Collected data:
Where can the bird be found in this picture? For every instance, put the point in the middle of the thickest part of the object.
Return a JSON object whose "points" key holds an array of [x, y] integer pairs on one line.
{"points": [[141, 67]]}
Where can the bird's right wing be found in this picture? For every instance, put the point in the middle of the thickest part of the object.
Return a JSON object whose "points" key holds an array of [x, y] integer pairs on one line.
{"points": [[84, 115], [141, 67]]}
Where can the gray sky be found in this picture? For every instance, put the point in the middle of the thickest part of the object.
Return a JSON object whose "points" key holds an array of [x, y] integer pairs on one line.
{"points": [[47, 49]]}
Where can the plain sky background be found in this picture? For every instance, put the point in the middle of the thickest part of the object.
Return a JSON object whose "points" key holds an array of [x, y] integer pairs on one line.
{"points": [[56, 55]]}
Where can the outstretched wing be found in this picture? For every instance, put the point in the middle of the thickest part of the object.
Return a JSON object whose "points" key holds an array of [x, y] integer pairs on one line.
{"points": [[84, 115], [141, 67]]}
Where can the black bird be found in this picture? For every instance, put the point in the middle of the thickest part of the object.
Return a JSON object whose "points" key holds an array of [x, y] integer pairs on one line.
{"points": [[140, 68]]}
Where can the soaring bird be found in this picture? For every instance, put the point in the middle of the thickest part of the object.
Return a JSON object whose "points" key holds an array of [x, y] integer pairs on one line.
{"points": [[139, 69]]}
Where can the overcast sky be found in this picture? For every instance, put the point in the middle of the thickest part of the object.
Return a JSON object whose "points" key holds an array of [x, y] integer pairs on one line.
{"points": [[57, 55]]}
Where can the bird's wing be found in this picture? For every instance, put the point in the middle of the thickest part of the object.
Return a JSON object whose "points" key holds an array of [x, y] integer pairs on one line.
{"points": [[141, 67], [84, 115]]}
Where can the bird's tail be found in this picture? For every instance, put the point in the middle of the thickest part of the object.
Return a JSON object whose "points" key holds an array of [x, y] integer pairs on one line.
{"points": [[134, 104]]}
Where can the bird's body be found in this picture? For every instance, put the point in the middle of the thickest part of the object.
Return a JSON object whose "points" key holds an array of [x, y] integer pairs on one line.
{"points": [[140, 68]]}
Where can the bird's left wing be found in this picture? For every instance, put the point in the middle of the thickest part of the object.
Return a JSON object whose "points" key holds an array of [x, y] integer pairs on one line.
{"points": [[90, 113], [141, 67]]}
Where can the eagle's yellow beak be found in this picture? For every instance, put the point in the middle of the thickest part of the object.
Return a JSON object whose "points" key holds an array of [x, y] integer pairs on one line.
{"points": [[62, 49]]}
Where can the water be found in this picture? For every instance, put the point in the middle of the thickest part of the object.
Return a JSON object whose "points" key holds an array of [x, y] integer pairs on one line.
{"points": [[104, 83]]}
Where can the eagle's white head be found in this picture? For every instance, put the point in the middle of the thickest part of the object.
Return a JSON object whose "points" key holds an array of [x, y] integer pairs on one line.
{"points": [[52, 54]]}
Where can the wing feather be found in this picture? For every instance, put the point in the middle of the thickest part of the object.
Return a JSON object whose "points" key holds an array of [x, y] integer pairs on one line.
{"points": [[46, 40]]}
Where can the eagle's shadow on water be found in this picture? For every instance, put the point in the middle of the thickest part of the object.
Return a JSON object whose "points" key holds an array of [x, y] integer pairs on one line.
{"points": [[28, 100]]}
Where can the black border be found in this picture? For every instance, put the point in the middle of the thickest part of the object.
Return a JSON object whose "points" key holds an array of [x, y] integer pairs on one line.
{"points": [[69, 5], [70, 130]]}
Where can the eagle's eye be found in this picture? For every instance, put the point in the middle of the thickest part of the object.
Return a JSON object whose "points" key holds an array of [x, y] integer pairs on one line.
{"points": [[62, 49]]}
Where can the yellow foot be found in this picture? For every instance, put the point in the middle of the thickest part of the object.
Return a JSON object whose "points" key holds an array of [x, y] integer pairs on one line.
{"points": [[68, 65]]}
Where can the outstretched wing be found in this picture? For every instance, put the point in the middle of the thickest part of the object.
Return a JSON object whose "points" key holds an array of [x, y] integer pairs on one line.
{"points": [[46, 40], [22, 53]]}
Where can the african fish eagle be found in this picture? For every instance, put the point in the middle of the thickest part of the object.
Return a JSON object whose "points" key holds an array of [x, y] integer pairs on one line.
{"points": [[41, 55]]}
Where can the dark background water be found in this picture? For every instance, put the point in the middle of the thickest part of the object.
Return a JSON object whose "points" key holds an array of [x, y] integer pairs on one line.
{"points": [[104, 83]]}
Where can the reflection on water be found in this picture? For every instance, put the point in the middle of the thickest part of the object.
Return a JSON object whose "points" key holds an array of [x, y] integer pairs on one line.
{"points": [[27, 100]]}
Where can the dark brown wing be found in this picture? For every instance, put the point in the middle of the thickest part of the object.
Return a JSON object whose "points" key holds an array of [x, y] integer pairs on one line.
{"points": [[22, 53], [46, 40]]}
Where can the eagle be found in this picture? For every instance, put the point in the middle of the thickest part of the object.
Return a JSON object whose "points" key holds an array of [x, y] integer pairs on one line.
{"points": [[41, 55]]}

EXERCISE => Write out all of the rows above again, keeping every character the same.

TASK RESPONSE =>
Where can the bird be found in this picture? For every instance, put the point in the middle of the thickest part of the object.
Return a JSON object whose "points" key holds an array of [x, y] integer pairs on one line.
{"points": [[141, 67]]}
Where can the bird's right wing be found in this picture? For every instance, put the point in the middle of the thickest part of the object.
Return a JSON object whose "points" key holds an array of [x, y] integer pairs on one line.
{"points": [[84, 115], [141, 67]]}
Where can the gray sky be found in this picture? For every instance, put the point in the middle of the thickest part of the object.
Return a JSON object whose "points" key holds an array of [x, y] integer pairs on one line.
{"points": [[47, 49]]}
Where can the plain sky background be found in this picture? For every instance, put the point in the middle of the thickest part of the object.
Return a JSON object whose "points" key holds an array of [x, y] integer pairs on one line.
{"points": [[56, 55]]}
Where can the outstretched wing be found in this picture? For every instance, put the point in the middle of the thickest part of the object.
Return a JSON object whose "points" key holds an array of [x, y] integer pairs on one line.
{"points": [[84, 115], [141, 67]]}
Where can the black bird be found in this picture? For every instance, put the point in the middle of the thickest part of the object.
Return a JSON object whose "points" key holds an array of [x, y] integer pairs on one line.
{"points": [[140, 68]]}
Where can the soaring bird be found in this picture? For every instance, put the point in the middle of the thickest part of the object.
Return a JSON object whose "points" key holds an array of [x, y] integer pairs on one line.
{"points": [[139, 69]]}
Where can the overcast sky be found in this picture? For every instance, put the point in the middle of the thickest part of the object.
Return a JSON object whose "points" key holds an array of [x, y] integer pairs on one line.
{"points": [[57, 55]]}
Where can the bird's wing be found in this picture? For every instance, put the point in the middle of the thickest part of the object.
Return a JSON object whose "points" key holds an array of [x, y] integer pairs on one line.
{"points": [[141, 67], [84, 115]]}
Where can the bird's tail be found in this picture? For every instance, put the point in the middle of the thickest part of the object.
Return a JSON object whose "points" key holds an array of [x, y] integer pairs on one line.
{"points": [[134, 104]]}
Where can the bird's body be found in this picture? For every instance, put the point in the middle of the thickest part of the object.
Return a JSON object whose "points" key holds an array of [x, y] integer pairs on one line.
{"points": [[140, 68]]}
Where can the bird's left wing be found in this picture? For every instance, put the point in the middle of the thickest part of the object.
Return a JSON object whose "points" key holds an array of [x, y] integer pairs on one line.
{"points": [[90, 113], [141, 67]]}
Where can the eagle's yellow beak be found in this picture? For every instance, put the point in the middle of the thickest part of the object.
Return a JSON object whose "points" key holds an array of [x, y] integer pairs on one line.
{"points": [[62, 49]]}
Where can the water be found in this picture? For every instance, put the point in the middle of the thickest part of the object.
Return a JSON object whose "points" key holds an array of [x, y] integer pairs on one line.
{"points": [[104, 83]]}
Where can the eagle's white head be found in this picture? For every instance, put the point in the middle of the thickest part of the object.
Return a JSON object whose "points" key holds an array of [x, y] integer pairs on one line.
{"points": [[52, 54]]}
Where can the wing feather be found in this picture? For every instance, put the point in the middle of the thickest part of the object.
Return a JSON object whose "points" key holds an array of [x, y] integer pairs on one line.
{"points": [[46, 40]]}
Where can the eagle's shadow on water be found in this picture? For every instance, put the point in the middle of the thickest part of the object.
Return a JSON object whose "points" key holds an array of [x, y] integer pairs on one line.
{"points": [[28, 100]]}
Where can the black border be found in this picture? For every instance, put the point in the middle of the thickest part of the object.
Return a JSON object whose "points" key holds an array of [x, y] integer pairs on one line.
{"points": [[69, 5], [70, 130]]}
Where can the eagle's eye be found in this picture? For every instance, put the point in the middle of the thickest part of the object.
Return a JSON object whose "points" key holds an array of [x, y] integer pairs on one line.
{"points": [[62, 49]]}
Where can the yellow foot be found in this picture? For every instance, put the point in the middle of the thickest part of the object.
Return a JSON object whose "points" key holds an array of [x, y] integer pairs on one line.
{"points": [[68, 65]]}
Where can the outstretched wing be found in this picture? For every instance, put the point in the middle of the thickest part of the object.
Return a JSON object whose "points" key holds an array of [x, y] integer pairs on one line.
{"points": [[46, 40], [22, 53]]}
Where can the african fish eagle be found in this picture? For every instance, put the point in the middle of the thickest part of the object.
Return a JSON object whose "points" key holds an array of [x, y] integer pairs on one line.
{"points": [[41, 55]]}
Where can the dark background water be found in this picture? For every instance, put the point in the middle of the thickest part of the object.
Return a JSON object whose "points" key holds an array of [x, y] integer pairs on one line.
{"points": [[104, 83]]}
Where can the reflection on water be found in this picture? For every instance, put the point in the middle of the thickest part of the object.
Return a JSON object whose "points" key holds an array of [x, y] integer pairs on one line.
{"points": [[27, 100]]}
Where can the dark brown wing be found in this picture? For every instance, put the point in the middle of the thickest part of the object.
Return a JSON object whose "points" key holds an array of [x, y] integer pairs on one line.
{"points": [[22, 53], [46, 40]]}
Where can the eagle be found in this picture? For every instance, put the point in the middle of the thickest part of the object.
Return a JSON object whose "points" key holds an array of [x, y] integer pairs on one line.
{"points": [[41, 55]]}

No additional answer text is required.